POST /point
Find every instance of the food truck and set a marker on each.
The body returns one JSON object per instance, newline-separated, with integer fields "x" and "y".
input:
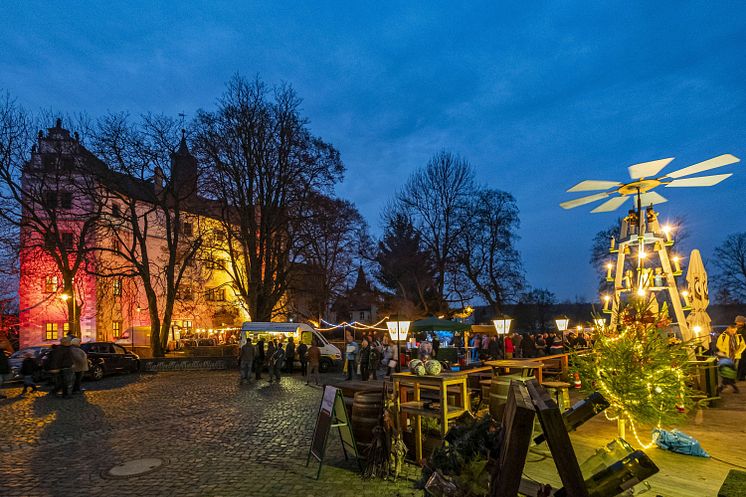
{"x": 301, "y": 332}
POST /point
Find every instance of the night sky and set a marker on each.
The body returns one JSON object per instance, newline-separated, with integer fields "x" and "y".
{"x": 537, "y": 99}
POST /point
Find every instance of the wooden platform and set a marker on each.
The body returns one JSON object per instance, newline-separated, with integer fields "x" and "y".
{"x": 722, "y": 434}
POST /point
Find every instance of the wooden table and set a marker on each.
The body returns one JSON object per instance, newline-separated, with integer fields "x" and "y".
{"x": 528, "y": 368}
{"x": 406, "y": 383}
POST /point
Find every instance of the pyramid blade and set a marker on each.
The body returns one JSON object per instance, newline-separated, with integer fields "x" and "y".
{"x": 590, "y": 185}
{"x": 583, "y": 200}
{"x": 652, "y": 198}
{"x": 648, "y": 169}
{"x": 700, "y": 181}
{"x": 611, "y": 204}
{"x": 715, "y": 162}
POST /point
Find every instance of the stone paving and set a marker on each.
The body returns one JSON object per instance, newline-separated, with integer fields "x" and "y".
{"x": 215, "y": 437}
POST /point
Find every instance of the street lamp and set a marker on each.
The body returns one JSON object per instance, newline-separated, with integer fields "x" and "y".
{"x": 502, "y": 327}
{"x": 65, "y": 297}
{"x": 562, "y": 323}
{"x": 398, "y": 331}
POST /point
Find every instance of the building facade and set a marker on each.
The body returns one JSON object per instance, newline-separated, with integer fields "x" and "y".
{"x": 71, "y": 244}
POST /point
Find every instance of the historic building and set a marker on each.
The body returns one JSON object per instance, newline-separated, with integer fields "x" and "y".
{"x": 73, "y": 187}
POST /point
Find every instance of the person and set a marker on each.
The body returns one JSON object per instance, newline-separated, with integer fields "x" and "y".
{"x": 259, "y": 359}
{"x": 730, "y": 345}
{"x": 80, "y": 364}
{"x": 246, "y": 360}
{"x": 365, "y": 360}
{"x": 494, "y": 348}
{"x": 4, "y": 370}
{"x": 741, "y": 330}
{"x": 314, "y": 361}
{"x": 302, "y": 350}
{"x": 425, "y": 350}
{"x": 28, "y": 369}
{"x": 290, "y": 355}
{"x": 351, "y": 352}
{"x": 276, "y": 363}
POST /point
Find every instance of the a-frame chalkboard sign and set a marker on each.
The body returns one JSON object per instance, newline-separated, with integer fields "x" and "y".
{"x": 332, "y": 414}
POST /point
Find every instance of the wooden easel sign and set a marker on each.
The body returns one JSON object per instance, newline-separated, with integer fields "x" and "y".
{"x": 332, "y": 414}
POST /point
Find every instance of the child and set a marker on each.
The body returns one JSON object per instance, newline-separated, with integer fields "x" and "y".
{"x": 28, "y": 368}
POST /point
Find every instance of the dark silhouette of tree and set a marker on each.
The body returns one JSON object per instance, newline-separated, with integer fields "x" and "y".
{"x": 435, "y": 198}
{"x": 266, "y": 166}
{"x": 730, "y": 269}
{"x": 405, "y": 269}
{"x": 486, "y": 254}
{"x": 331, "y": 243}
{"x": 150, "y": 189}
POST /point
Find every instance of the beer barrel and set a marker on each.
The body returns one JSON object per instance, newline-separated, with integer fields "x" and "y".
{"x": 499, "y": 393}
{"x": 367, "y": 408}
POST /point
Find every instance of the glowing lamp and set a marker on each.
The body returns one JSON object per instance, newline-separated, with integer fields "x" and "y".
{"x": 562, "y": 323}
{"x": 398, "y": 330}
{"x": 502, "y": 324}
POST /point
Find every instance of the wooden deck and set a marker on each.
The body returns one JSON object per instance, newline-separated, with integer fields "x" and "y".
{"x": 722, "y": 434}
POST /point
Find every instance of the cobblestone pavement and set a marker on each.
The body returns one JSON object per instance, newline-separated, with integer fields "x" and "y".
{"x": 215, "y": 437}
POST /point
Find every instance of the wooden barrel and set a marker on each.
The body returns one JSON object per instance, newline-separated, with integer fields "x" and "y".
{"x": 499, "y": 393}
{"x": 367, "y": 408}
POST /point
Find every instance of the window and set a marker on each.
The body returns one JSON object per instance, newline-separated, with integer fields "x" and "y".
{"x": 215, "y": 295}
{"x": 50, "y": 284}
{"x": 51, "y": 331}
{"x": 67, "y": 240}
{"x": 186, "y": 293}
{"x": 66, "y": 200}
{"x": 50, "y": 199}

→ **Task details**: Your reply should be the number of lines in the entries that contain "building", nothing more.

→ **The completed task**: 2